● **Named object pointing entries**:
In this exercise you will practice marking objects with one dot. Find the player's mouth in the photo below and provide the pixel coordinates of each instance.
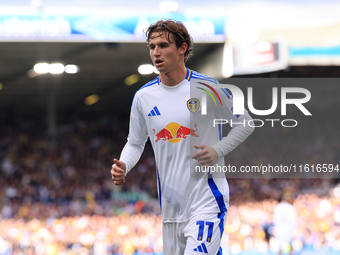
(158, 62)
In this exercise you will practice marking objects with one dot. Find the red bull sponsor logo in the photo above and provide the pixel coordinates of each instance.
(174, 132)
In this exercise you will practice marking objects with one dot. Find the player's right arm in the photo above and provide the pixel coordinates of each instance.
(134, 147)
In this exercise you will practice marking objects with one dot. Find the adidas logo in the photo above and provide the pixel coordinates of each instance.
(154, 112)
(201, 248)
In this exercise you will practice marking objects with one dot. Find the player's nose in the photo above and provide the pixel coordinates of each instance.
(156, 51)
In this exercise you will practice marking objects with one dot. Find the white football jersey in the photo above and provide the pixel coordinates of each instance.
(172, 118)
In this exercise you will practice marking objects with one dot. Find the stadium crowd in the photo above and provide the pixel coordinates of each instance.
(57, 196)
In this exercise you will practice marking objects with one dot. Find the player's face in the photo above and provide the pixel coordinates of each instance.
(164, 54)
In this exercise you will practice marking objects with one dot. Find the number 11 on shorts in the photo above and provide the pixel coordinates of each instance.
(201, 230)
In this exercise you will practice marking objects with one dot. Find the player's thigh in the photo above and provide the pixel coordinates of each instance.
(204, 233)
(173, 239)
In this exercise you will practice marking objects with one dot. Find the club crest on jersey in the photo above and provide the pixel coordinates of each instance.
(193, 105)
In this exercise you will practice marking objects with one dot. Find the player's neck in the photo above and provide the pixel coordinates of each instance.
(174, 77)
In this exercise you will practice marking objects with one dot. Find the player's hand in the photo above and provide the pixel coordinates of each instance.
(118, 172)
(207, 156)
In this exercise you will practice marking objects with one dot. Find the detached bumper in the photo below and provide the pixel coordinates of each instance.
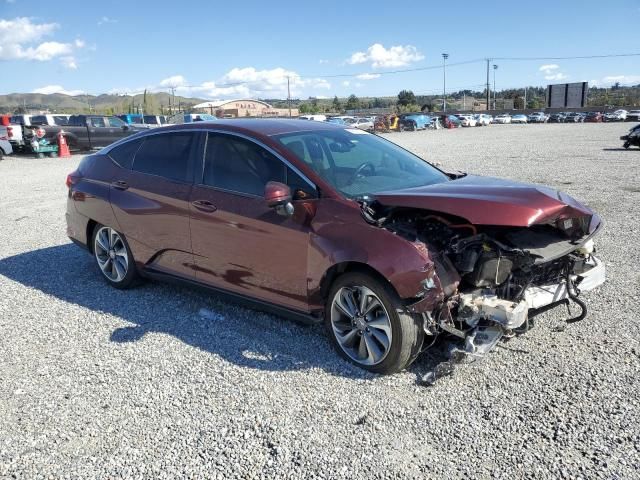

● **Aim**: Pictures are not part of the copy. Extract exactly the lines from the line containing "the player's face" through the final line of the entries above, both included.

● **Response to the task**:
In this exercise you will practice marking objects with one dot. Find the player's face in the photo above and provide the pixel coordinates of each instance.
(164, 54)
In this exercise you will practice marking objects with one dot. Find the number 11 on shorts in the photo above and provide the pixel coordinates of each instance.
(201, 230)
In this exercise you will practice marking objects with one dot. Find the player's thigh in the photo above and provide the pixel coordinates of each instance.
(204, 233)
(173, 239)
In this exercise you will practice marking objects with one dot. Find the club crest on jersey in the photo above and provide the pixel coordinates of each instance.
(193, 105)
In this exercise you will practice marking objects with one dot. Find the player's neck in the photo above and provide the pixel coordinates of each instance.
(174, 77)
In this exercise you will practice marking objects with one dot. Find the player's hand in the photo above and provide the pixel coordinates of each instance.
(118, 172)
(207, 156)
In this exercise you will practice marking objects with one dot. Find the detached bumper in the photo below and provide the pixel coordinates of each instance.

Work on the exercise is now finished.